*** EXCERPTED PASSAGE Section Begins ***

Anthony Weiner called for Congressional hearings on the HIP/GHI merger back in Nov. '06, stating:

I write to request that you convene Judiciary Committee hearings early in the next Congress to examine whether consumers are being adequately protected from anti-trust concerns when health care insurers merge.

In New York, the two health care insurers that cover 90 percent of the City’s municipal employers, GHI and HIP, have announced their intention to merge. The Department of Justice and the State Insurance Department have both approved the union, failing to find any anti-trust concerns.

But the City of New York believes that the new merged health provider will create a monopoly, eliminating the City’s leverage when negotiating for employee health coverage, and empowering these two health insurers to demand taxpayers pay them tens of millions of dollars more than they currently receive.

As New York Mayor Michael Bloomberg said today, the proposed merger, “is taking away the City’s ability to negotiate a fair price for health care plans. . . .The City’s tax payers are going to be so royally taken advantage of. . .so [GHI and HIP] can rip us off.”

Yesterday, Judge Kenneth M. Karas of the Southern District of New York refused to intervene to block the merger.

*** EXCERPTED PASSAGE Section Ends ***
*** INFORMATION GIVEN Section Begins ***

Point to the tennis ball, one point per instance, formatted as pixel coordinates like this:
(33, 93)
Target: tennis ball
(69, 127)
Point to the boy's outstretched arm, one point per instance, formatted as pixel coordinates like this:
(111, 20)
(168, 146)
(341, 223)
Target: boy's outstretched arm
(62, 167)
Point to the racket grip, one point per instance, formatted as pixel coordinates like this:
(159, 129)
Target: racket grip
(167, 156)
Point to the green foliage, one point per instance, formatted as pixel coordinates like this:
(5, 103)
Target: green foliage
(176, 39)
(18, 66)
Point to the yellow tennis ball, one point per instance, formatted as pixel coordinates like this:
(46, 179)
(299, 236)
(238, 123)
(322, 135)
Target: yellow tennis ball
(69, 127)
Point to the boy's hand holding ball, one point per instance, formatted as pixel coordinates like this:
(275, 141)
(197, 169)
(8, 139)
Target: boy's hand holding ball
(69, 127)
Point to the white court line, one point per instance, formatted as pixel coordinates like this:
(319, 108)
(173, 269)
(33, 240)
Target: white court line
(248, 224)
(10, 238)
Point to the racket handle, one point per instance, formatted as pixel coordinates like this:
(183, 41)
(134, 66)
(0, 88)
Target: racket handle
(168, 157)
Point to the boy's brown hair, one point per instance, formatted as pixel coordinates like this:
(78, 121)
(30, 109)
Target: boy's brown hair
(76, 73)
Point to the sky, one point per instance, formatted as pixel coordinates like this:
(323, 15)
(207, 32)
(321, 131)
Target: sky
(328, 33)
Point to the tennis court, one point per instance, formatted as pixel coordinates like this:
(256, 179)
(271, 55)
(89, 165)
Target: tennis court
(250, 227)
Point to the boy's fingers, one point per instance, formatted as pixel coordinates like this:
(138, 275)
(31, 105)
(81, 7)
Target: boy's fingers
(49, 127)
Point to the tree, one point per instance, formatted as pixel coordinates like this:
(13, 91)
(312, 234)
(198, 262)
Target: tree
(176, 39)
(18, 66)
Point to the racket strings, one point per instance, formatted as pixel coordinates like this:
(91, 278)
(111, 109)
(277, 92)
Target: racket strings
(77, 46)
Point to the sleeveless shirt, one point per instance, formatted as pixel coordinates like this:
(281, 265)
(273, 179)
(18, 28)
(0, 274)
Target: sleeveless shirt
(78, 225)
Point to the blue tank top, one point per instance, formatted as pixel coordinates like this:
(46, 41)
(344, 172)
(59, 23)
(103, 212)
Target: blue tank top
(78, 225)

*** INFORMATION GIVEN Section Ends ***

§ EXERCISE TASKS:
a - Condense the paragraph of the HIP/GHI merger excerpt that begins "In New York, the two health care insurers" into a shorter version that keeps its main facts.
b - Return the portion of the HIP/GHI merger excerpt starting with "In New York, the" and going on through "they currently receive.", word for word.

§ ANSWERS PROVIDED:
a - GHI and HIP, the two insurers covering 90 percent of New York City's municipal employers, have announced plans to merge. Both the Department of Justice and the State Insurance Department approved the merger and found no anti-trust concerns.

b -
In New York, the two health care insurers that cover 90 percent of the City’s municipal employers, GHI and HIP, have announced their intention to merge. The Department of Justice and the State Insurance Department have both approved the union, failing to find any anti-trust concerns.

But the City of New York believes that the new merged health provider will create a monopoly, eliminating the City’s leverage when negotiating for employee health coverage, and empowering these two health insurers to demand taxpayers pay them tens of millions of dollars more than they currently receive.